## [STATED TASK]
Extract every line of the data below and reproduce each one without any change.

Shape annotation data

^^^^^^^^^^^^^^^^

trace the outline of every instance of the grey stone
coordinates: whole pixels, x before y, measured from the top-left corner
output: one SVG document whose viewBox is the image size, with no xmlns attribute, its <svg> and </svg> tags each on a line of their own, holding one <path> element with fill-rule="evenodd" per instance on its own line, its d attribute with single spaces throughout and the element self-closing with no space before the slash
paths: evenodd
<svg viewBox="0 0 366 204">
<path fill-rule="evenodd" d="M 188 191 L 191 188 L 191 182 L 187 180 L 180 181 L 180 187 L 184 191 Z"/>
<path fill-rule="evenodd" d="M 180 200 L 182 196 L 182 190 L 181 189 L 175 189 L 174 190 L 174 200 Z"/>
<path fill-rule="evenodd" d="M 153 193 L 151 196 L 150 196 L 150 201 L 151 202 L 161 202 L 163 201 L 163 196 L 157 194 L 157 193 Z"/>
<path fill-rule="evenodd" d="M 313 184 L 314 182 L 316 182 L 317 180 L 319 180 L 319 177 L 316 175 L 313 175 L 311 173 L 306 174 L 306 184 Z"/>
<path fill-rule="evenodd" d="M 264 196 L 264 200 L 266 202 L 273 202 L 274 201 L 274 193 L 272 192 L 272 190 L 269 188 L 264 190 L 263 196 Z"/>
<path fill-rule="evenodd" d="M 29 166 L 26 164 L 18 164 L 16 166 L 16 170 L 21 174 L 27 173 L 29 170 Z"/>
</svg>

^^^^^^^^^^^^^^^^

## [ANSWER TO THIS EXERCISE]
trace the outline of every instance of the grey stone
coordinates: whole pixels, x before y, measured from the top-left corner
output: one SVG document whose viewBox is the image size, with no xmlns attribute, its <svg> and </svg> tags each on a line of their own, holding one <path> element with fill-rule="evenodd" per instance on its own line, its d attribute with single spaces throughout and the element self-closing with no space before the slash
paths: evenodd
<svg viewBox="0 0 366 204">
<path fill-rule="evenodd" d="M 188 191 L 191 188 L 191 182 L 187 180 L 180 181 L 180 187 L 184 191 Z"/>
<path fill-rule="evenodd" d="M 180 200 L 182 196 L 182 190 L 181 189 L 175 189 L 174 190 L 174 200 Z"/>
<path fill-rule="evenodd" d="M 153 193 L 151 196 L 150 196 L 150 201 L 151 202 L 161 202 L 163 201 L 163 196 L 157 194 L 157 193 Z"/>
<path fill-rule="evenodd" d="M 313 184 L 314 182 L 316 182 L 317 180 L 319 180 L 319 177 L 316 175 L 313 175 L 311 173 L 306 174 L 306 184 Z"/>
<path fill-rule="evenodd" d="M 264 196 L 264 200 L 266 202 L 273 202 L 274 201 L 274 193 L 272 192 L 272 190 L 269 188 L 264 190 L 263 196 Z"/>
<path fill-rule="evenodd" d="M 29 166 L 26 164 L 18 164 L 16 166 L 16 170 L 21 174 L 27 173 L 29 170 Z"/>
</svg>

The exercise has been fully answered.